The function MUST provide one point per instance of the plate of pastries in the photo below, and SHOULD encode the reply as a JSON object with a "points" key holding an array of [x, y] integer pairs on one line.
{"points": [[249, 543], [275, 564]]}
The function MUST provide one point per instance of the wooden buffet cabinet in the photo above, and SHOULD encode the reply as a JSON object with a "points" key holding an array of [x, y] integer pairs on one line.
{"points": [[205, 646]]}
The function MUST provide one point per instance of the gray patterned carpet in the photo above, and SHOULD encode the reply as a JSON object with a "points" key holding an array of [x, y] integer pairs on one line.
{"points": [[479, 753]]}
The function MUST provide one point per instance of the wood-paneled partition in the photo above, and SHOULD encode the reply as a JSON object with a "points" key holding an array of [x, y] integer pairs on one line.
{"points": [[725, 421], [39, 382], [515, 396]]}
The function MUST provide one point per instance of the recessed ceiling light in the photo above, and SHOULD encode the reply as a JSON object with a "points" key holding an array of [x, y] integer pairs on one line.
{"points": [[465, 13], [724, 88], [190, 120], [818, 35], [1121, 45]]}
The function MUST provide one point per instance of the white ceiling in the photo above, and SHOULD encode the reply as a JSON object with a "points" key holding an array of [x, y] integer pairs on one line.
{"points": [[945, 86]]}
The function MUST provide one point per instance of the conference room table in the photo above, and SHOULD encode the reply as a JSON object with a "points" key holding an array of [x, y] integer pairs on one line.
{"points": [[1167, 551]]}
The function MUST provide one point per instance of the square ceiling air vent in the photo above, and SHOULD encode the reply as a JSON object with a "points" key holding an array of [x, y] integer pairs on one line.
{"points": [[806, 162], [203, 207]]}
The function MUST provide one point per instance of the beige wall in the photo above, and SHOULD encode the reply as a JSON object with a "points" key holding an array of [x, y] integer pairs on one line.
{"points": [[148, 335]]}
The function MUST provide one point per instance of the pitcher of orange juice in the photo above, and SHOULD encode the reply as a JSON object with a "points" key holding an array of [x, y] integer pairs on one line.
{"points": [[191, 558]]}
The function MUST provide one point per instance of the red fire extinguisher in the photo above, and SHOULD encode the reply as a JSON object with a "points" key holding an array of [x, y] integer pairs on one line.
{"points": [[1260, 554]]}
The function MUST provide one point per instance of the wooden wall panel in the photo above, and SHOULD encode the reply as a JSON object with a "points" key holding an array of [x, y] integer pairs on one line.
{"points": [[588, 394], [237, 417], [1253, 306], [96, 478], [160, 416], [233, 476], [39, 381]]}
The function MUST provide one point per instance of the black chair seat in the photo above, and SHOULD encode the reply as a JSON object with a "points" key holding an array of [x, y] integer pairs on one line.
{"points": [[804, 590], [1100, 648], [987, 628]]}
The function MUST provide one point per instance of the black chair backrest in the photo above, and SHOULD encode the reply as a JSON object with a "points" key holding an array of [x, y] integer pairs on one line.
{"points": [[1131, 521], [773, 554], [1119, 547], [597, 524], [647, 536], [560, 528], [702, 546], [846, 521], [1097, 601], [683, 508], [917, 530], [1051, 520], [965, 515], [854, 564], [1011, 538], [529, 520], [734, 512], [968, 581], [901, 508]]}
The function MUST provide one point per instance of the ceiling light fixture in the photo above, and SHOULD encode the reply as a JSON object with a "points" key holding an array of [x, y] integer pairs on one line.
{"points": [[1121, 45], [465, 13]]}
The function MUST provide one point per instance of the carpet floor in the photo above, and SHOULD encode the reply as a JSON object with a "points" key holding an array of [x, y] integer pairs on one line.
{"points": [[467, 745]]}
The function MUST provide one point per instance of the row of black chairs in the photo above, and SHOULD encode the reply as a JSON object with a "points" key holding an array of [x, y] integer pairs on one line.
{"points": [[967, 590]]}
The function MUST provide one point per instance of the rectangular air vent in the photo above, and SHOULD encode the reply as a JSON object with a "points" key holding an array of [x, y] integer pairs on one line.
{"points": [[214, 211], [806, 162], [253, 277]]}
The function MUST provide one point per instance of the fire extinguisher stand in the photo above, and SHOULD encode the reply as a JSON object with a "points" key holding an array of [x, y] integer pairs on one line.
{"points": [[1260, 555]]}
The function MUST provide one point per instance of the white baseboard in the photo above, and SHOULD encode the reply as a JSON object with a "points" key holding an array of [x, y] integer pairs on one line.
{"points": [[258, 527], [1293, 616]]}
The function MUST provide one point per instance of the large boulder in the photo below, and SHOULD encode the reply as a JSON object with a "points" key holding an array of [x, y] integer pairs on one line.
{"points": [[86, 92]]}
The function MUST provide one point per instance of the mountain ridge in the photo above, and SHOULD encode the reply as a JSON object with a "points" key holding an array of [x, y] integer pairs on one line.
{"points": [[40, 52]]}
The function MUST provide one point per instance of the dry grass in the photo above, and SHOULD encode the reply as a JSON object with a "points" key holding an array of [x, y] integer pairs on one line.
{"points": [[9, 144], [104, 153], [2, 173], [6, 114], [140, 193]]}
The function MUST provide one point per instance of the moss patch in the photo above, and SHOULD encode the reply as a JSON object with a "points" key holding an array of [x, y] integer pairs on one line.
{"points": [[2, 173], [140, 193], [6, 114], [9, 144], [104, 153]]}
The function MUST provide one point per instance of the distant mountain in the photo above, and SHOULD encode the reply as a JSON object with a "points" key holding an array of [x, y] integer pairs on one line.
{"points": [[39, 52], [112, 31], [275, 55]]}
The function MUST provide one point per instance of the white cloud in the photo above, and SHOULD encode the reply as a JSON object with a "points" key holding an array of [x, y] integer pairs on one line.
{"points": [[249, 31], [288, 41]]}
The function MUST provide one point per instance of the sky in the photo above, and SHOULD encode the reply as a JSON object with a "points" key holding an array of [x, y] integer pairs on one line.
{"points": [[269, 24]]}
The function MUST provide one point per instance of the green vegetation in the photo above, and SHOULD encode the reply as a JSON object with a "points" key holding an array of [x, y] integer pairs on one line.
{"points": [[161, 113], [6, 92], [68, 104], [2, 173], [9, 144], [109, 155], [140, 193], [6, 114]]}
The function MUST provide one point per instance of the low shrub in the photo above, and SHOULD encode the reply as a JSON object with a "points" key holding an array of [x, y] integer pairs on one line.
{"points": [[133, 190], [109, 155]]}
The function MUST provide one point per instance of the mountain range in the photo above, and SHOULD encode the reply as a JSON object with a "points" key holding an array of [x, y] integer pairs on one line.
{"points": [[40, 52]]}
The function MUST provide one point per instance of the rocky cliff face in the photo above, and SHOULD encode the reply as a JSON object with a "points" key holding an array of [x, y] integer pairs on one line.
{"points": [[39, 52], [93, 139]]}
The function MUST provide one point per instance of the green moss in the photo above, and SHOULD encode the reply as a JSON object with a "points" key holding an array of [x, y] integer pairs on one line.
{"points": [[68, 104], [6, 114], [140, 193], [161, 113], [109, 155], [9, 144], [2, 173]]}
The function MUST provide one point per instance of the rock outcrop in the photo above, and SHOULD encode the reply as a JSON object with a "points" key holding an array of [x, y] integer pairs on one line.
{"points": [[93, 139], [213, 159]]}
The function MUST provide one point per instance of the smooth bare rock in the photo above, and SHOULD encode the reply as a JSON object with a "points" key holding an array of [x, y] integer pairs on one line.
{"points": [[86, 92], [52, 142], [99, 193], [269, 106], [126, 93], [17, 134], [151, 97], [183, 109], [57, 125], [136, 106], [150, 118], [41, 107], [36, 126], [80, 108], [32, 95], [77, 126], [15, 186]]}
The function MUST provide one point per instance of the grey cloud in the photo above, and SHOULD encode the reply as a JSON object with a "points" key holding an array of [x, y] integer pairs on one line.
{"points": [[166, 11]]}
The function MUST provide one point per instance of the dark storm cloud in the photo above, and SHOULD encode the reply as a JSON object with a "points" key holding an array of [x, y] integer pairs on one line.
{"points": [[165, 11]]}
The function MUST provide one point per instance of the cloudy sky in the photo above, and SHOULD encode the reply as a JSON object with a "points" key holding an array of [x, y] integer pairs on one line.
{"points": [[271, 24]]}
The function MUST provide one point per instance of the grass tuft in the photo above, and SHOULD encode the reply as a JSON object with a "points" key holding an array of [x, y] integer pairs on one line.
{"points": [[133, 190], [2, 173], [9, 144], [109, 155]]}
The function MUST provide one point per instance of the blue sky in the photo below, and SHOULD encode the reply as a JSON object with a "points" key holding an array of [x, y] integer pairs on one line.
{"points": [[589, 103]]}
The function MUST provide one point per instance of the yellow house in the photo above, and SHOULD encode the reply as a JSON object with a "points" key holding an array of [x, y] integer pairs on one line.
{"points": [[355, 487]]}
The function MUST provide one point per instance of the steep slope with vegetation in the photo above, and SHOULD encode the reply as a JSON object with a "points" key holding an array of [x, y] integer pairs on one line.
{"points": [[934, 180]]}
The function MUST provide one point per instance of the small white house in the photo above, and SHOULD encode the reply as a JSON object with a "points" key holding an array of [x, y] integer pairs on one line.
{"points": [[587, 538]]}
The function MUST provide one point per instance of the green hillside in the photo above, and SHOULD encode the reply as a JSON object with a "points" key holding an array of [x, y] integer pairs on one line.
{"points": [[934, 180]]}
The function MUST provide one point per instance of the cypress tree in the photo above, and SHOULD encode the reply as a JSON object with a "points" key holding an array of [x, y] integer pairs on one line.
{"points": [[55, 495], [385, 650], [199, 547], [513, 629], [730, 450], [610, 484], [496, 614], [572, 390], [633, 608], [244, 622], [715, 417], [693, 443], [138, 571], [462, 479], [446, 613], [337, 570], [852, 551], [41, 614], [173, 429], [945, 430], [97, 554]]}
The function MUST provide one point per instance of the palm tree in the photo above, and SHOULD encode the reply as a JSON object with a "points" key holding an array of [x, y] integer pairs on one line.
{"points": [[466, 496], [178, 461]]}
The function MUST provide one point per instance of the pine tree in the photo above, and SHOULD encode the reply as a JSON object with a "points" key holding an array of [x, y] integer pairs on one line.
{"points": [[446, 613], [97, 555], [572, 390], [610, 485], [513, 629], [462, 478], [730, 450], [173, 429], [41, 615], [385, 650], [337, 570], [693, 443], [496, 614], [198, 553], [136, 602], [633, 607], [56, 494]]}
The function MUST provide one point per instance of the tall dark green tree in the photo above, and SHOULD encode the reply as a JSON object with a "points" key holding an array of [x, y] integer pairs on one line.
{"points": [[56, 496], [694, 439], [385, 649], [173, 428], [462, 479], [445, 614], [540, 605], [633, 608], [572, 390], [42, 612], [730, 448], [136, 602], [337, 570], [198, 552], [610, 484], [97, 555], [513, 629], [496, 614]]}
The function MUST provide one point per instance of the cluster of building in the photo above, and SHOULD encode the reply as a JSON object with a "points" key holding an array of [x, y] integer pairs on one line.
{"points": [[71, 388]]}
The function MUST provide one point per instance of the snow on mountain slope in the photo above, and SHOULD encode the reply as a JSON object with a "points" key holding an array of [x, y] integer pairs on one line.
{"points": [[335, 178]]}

________________________________________

Reproduce every line from the one containing "The function MUST provide one point per instance of the cluster" through the last line above, requests included, and offset each x and y coordinate in the answers by adding 65.

The function MUST provide one point per instance of the cluster of building in the photo above, and SHOULD encode the reply as a JSON object with a "points" key holding an array of [x, y] integer pairs on one line.
{"points": [[136, 453]]}
The function MUST provide one point per instance of the snow on mountain slope in the photo above, and SHOULD encode the reply as a JSON object with a "points" key holding an array of [x, y] integer pairs on one line.
{"points": [[400, 243]]}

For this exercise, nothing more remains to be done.